[Work to complete] In the article on Singer Reimagined, how does the Singer Track1 display the normal time of day?

[Selected passage]
-- begin --
Singer Reimagined
Rethinking the Chronograph

8 November 2018

After cars, watches. Rob Dickinson, the founder and head of Singer Vehicle Design, has set up Singer Reimagined, a Geneva-based spinoff of the Californian company, in collaboration with the designer Marco Borraccino. The aim: to rethink the chronograph, i.e. the instrument used as a stopwatch that used to be indispensable to the timing of sporting competitions (although it has now been totally supplanted in this field by digital devices), but also useful in monitoring various everyday activities, such as the length of your commute from home to work and timing the cooking of food. However, the chronograph has remained essentially unchanged since the moment of its invention, in the early decades of the 19th century: with those auxiliary counters on the dial that serve to display the duration of a particular phenomenon but which, let’s face it, are too small to permit an easy reading of the measurement made. That’s how it has always been, at least up until last year, when the Singer Track1 came out. A revolutionary chronograph, because it offers an unprecedented way of measuring short intervals of time: completely new and natural, simpler and more immediate than usual. In practice, the passage of hours and minutes is no longer read on the customary separate counters, but by means of the central hands (mounted coaxially with the second hand of the chronograph, the only detail to retain its traditional position). It’s a bit as if the chronograph hours and minutes were integrated in a single central totalizer, which in reality is the watch itself, a sort of watch within the watch. The “normal” information on the time of day is instead displayed on two discs rotating around the periphery of the dial, with a fixed indicator that marks the hours on the outer ring and the minutes on the inner one. It is also worth noting the presence of the tachymeter scale on the réhaut, the ring between the dial and the bezel (in a contrasting color) that separates the central stopwatch area from the outer timekeeper.
-- end --
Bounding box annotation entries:
-- begin --
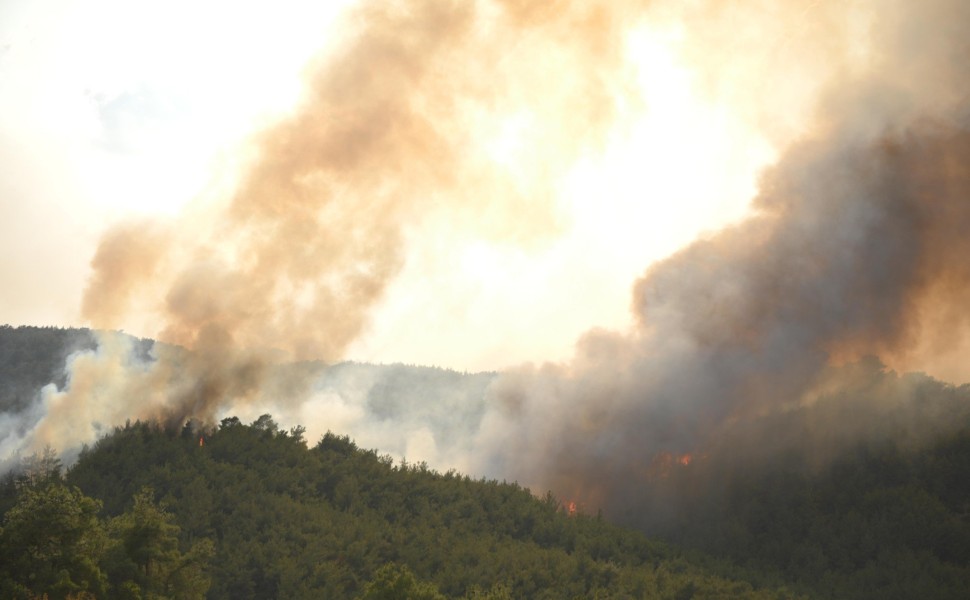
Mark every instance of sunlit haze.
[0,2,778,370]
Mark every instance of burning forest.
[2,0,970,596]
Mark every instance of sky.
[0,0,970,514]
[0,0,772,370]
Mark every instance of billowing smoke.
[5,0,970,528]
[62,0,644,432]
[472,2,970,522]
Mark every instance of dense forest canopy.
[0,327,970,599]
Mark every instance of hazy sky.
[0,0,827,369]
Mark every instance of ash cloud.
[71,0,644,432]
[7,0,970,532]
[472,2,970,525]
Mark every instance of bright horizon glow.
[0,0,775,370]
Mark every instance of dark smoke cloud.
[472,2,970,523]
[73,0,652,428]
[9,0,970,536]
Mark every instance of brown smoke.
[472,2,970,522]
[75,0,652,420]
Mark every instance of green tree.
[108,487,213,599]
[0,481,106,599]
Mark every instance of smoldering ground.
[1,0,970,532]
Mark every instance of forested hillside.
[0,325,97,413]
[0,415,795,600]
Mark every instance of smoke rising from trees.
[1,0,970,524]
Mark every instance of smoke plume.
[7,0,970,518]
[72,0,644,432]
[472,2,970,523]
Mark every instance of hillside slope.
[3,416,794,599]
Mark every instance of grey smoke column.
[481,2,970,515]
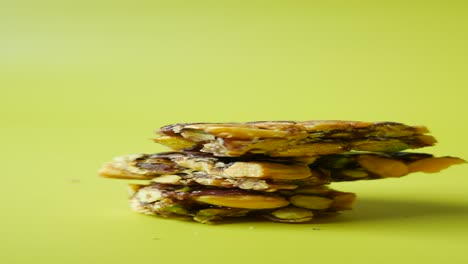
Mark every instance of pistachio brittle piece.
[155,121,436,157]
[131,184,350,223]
-- end --
-- begin --
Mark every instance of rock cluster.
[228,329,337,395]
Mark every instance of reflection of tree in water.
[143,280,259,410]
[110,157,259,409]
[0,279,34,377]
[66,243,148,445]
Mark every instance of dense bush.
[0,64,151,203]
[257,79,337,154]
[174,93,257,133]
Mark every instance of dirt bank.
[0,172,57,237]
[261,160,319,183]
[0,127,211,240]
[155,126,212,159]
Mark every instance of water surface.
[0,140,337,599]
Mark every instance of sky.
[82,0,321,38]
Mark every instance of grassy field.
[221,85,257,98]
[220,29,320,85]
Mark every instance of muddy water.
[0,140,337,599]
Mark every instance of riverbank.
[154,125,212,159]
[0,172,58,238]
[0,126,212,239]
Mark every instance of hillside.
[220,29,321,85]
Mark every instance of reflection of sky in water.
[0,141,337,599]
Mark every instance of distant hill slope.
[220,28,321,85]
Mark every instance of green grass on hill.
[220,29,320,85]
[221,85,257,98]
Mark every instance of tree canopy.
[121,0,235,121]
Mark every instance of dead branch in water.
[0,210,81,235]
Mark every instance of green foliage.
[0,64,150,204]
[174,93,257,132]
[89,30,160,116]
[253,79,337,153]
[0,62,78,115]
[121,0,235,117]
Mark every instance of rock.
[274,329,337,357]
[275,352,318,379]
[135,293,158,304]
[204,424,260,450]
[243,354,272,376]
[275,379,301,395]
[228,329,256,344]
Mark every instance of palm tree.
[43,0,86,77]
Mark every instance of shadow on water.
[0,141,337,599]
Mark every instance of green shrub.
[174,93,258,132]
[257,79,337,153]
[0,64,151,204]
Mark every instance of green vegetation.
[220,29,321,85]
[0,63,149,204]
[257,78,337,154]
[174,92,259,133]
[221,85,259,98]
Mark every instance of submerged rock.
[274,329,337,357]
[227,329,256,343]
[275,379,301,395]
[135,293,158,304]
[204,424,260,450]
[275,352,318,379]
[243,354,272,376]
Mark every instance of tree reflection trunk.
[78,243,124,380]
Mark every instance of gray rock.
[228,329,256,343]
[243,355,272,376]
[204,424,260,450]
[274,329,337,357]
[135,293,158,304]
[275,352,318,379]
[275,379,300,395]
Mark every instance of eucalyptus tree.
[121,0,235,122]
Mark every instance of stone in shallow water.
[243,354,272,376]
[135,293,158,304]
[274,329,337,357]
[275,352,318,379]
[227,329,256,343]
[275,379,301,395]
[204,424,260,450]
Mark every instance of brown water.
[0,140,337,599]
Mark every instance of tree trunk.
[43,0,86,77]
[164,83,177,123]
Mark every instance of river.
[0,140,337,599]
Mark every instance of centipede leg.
-- end --
-- begin --
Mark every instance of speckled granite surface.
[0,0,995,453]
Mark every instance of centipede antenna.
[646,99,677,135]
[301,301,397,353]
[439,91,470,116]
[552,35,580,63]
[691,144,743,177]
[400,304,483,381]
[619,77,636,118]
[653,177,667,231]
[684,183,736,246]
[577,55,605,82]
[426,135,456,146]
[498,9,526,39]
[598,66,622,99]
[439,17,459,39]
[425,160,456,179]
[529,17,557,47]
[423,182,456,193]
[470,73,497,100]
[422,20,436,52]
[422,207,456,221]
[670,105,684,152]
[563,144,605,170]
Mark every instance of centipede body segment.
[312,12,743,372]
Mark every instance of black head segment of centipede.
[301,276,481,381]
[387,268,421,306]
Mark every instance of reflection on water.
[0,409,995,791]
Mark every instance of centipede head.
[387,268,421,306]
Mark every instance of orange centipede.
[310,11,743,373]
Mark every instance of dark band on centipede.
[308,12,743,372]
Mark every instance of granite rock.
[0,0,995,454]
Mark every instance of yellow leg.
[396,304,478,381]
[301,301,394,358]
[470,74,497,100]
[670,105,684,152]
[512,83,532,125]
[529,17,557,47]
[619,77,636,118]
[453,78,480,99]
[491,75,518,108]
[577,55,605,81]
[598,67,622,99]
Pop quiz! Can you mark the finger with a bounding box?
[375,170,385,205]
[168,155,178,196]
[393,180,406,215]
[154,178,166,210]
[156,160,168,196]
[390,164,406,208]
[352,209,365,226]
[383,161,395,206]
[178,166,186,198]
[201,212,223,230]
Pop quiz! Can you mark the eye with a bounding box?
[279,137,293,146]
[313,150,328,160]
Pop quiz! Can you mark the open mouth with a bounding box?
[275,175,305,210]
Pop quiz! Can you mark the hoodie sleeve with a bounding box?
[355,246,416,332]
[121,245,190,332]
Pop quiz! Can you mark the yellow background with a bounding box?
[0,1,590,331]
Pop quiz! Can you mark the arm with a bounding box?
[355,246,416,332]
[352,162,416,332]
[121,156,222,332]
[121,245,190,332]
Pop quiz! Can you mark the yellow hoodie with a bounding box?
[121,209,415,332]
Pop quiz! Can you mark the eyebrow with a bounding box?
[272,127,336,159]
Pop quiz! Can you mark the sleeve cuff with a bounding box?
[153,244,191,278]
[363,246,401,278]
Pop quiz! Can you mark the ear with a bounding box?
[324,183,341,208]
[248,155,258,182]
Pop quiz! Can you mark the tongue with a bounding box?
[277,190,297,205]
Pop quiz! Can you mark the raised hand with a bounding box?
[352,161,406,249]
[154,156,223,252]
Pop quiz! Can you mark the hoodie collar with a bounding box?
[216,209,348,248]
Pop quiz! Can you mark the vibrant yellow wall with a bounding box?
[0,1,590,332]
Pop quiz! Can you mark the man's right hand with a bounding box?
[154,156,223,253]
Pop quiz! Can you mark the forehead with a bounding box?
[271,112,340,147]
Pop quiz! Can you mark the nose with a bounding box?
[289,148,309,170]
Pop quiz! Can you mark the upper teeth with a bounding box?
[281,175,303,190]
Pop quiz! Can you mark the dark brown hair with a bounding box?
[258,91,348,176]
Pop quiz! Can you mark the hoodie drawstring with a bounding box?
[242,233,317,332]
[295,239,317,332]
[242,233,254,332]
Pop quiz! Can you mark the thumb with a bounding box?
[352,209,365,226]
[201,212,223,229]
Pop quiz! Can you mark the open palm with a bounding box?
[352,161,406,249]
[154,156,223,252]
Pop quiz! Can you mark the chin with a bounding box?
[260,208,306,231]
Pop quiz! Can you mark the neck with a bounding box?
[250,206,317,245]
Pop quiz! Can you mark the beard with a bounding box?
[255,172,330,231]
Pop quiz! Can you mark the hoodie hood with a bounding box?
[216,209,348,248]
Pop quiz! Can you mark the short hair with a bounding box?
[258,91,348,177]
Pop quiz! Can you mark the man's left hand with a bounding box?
-- end --
[Answer for the task] On two discs rotating around the periphery of the dial, with a fixed indicator marking the hours on the outer ring and the minutes on the inner one.